#### Data excerpts ####

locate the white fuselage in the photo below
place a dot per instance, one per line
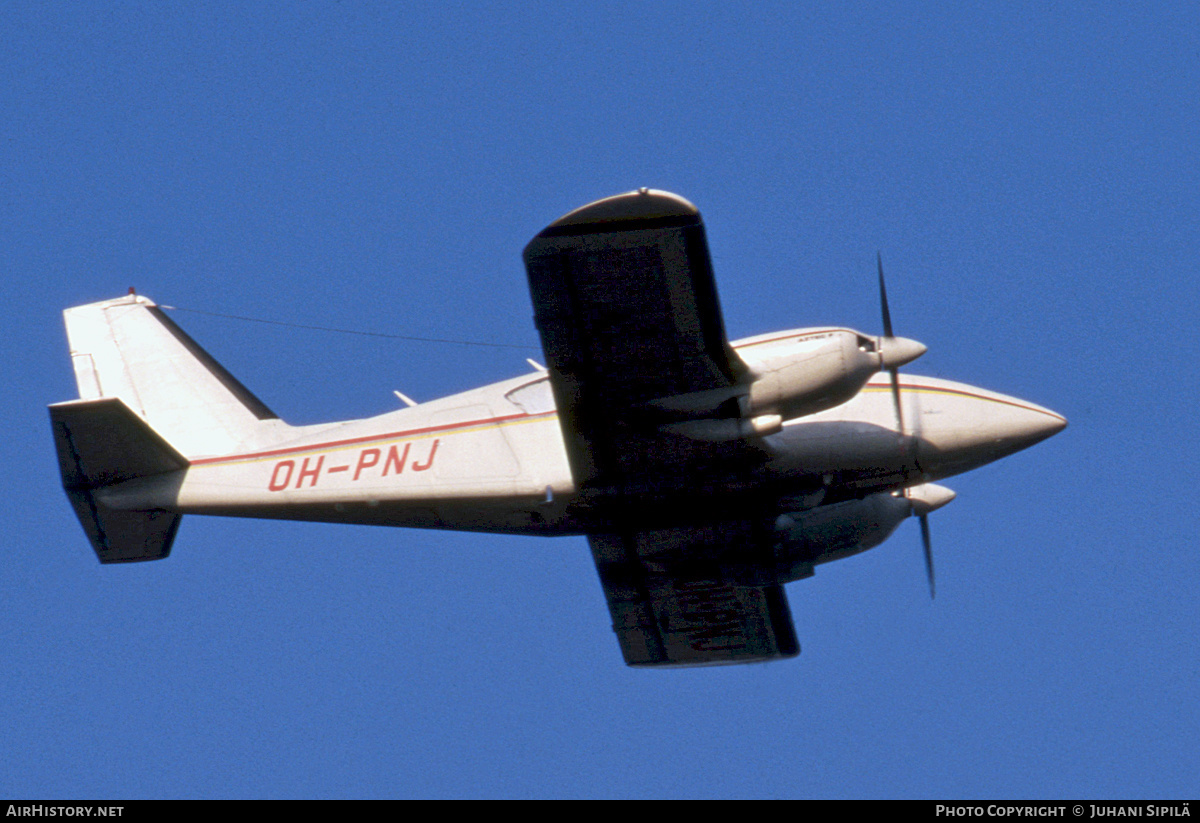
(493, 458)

####
#### Data excerpts ####

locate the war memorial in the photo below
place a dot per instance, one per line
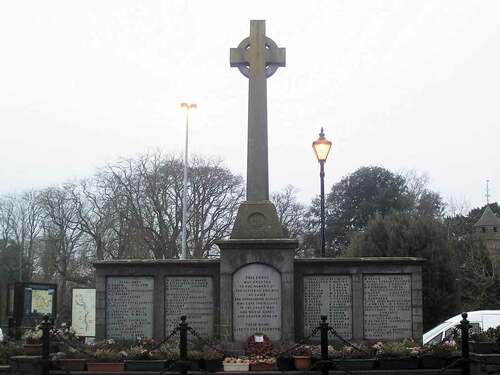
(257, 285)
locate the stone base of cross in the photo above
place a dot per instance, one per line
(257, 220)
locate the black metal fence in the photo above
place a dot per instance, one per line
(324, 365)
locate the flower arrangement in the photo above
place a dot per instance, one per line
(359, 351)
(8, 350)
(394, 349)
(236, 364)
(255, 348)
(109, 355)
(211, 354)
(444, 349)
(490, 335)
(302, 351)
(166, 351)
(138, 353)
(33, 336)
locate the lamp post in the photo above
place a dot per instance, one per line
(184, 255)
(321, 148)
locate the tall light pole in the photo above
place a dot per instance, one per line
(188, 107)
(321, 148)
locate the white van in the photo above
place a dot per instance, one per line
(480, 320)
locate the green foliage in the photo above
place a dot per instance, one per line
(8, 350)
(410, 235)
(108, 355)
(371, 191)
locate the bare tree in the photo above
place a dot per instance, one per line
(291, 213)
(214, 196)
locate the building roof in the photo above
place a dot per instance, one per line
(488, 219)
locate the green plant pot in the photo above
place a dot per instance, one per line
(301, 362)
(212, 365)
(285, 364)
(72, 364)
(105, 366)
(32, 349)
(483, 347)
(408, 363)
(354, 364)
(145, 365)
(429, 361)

####

◆ What to work on
Show every line of the items above that contains the word "photo", copying each one. Case counts.

◆ Full solution
locate the white fuselage in the photo below
locate the war memorial in the photo below
locate the stone base of cross in the photo above
locate the black metal fence in the photo above
locate the flower arrangement in the photo above
locate the lamp post in the photo above
locate the tall light pole in the photo above
locate the white van in the photo above
locate the green foliage in the photo above
locate the bare tree in the photo above
locate the building roof in the photo above
locate the green plant pot in the photo above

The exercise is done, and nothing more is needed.